GIVEN TASK 1: In two sentences, summarize the essay below on October 7th and Jewish literature.

PASSAGE GIVEN:
Reflecting on October 7th through Old and New Jewish Literature

Covers of Shiva/שבעה Poems of October 7 edited by Rachel Korazim, Michael Bohenen, and Heather Silverman; These Holy Days: A High Holidays Supplement After October 7 edited by Ora Horn Prouser and Rabbi Menachem Creditor, and an earlier publication prepared for Passover, Seder Interrupted: A Post October 7 Haggadah Supplement, also edited by Ora Horn Prouser and Rabbi Menachem Creditor

by Magda Teter

Over the last months, I have been reading books capturing the grieving response of the Jewish and Israeli writers, poets, and thinkers to the horrific events of October 7th that confounded, as Rabbi Beth Nadich put it, “the entire rhythm” of Jewish lives and the annual cycle. When Hanukkah came, Nadich wrote in her “Rings of the Year: Rosh Ha-Shanah”,

Latkes and sufganiyot felt wrong – how could it be Hanukah when it was still October? How could we have arrived at Purim, and how could we celebrated in the traditional way, when our hostages still languished in captivity? How was it Pesach already, with its order, when the world was still erupting in chaos that took different shapes, but didn’t seem to end? How have we somehow lived through the entire year?[1]

These poets, writers, rabbis, and scholars express their grief, anger, sadness, and sometimes also hope. Leah Cassorla, in her poem, published in Hebrew and English, demands of God to “Answer Us”/ענינו and asks

Don’t hide from us

And You, return to us.

GIVEN TASK 2: Please quote the lines of the listing from the one containing "Reviewer note: see that each instance of the toro" through the end of the listing, with both ends included.

Object point labels:
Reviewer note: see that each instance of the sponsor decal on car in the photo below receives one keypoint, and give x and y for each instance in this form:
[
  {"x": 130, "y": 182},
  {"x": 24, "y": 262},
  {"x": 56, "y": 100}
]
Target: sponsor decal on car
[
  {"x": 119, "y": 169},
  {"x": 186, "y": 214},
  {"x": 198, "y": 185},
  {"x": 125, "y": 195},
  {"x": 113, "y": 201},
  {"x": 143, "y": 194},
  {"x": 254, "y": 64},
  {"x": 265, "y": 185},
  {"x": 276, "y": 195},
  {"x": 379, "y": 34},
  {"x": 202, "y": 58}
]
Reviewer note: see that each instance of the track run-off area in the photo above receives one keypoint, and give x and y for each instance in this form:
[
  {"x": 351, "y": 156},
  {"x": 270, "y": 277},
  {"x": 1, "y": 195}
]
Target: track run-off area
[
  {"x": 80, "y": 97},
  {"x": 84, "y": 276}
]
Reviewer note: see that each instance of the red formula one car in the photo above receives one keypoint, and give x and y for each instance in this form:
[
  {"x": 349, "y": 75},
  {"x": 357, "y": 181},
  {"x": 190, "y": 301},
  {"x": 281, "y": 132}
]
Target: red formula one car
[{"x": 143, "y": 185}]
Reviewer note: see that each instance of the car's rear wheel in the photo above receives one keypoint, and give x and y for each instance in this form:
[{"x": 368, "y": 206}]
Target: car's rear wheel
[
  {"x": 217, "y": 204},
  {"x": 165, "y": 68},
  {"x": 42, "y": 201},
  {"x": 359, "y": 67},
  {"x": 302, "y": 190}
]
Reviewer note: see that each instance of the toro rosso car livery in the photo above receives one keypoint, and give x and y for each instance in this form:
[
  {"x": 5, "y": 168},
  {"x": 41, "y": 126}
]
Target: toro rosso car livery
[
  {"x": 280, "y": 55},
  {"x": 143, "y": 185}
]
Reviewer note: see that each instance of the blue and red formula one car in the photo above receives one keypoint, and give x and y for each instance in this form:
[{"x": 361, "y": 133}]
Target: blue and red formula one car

COMPLETE RESPONSE 1: The author has been reading books that capture how Jewish and Israeli writers, poets, and thinkers grieved the events of October 7th, which, in Rabbi Beth Nadich's words, confounded "the entire rhythm" of Jewish lives and the annual cycle. These poets, writers, rabbis, and scholars express grief, anger, sadness, and sometimes hope, as in Leah Cassorla's poem demanding that God "Answer Us."

COMPLETE RESPONSE 2:
Reviewer note: see that each instance of the toro rosso car livery in the photo above receives one keypoint, and give x and y for each instance in this form:
[
  {"x": 5, "y": 168},
  {"x": 41, "y": 126}
]
Target: toro rosso car livery
[
  {"x": 280, "y": 55},
  {"x": 143, "y": 185}
]
Reviewer note: see that each instance of the blue and red formula one car in the photo above receives one keypoint, and give x and y for each instance in this form:
[{"x": 361, "y": 133}]
Target: blue and red formula one car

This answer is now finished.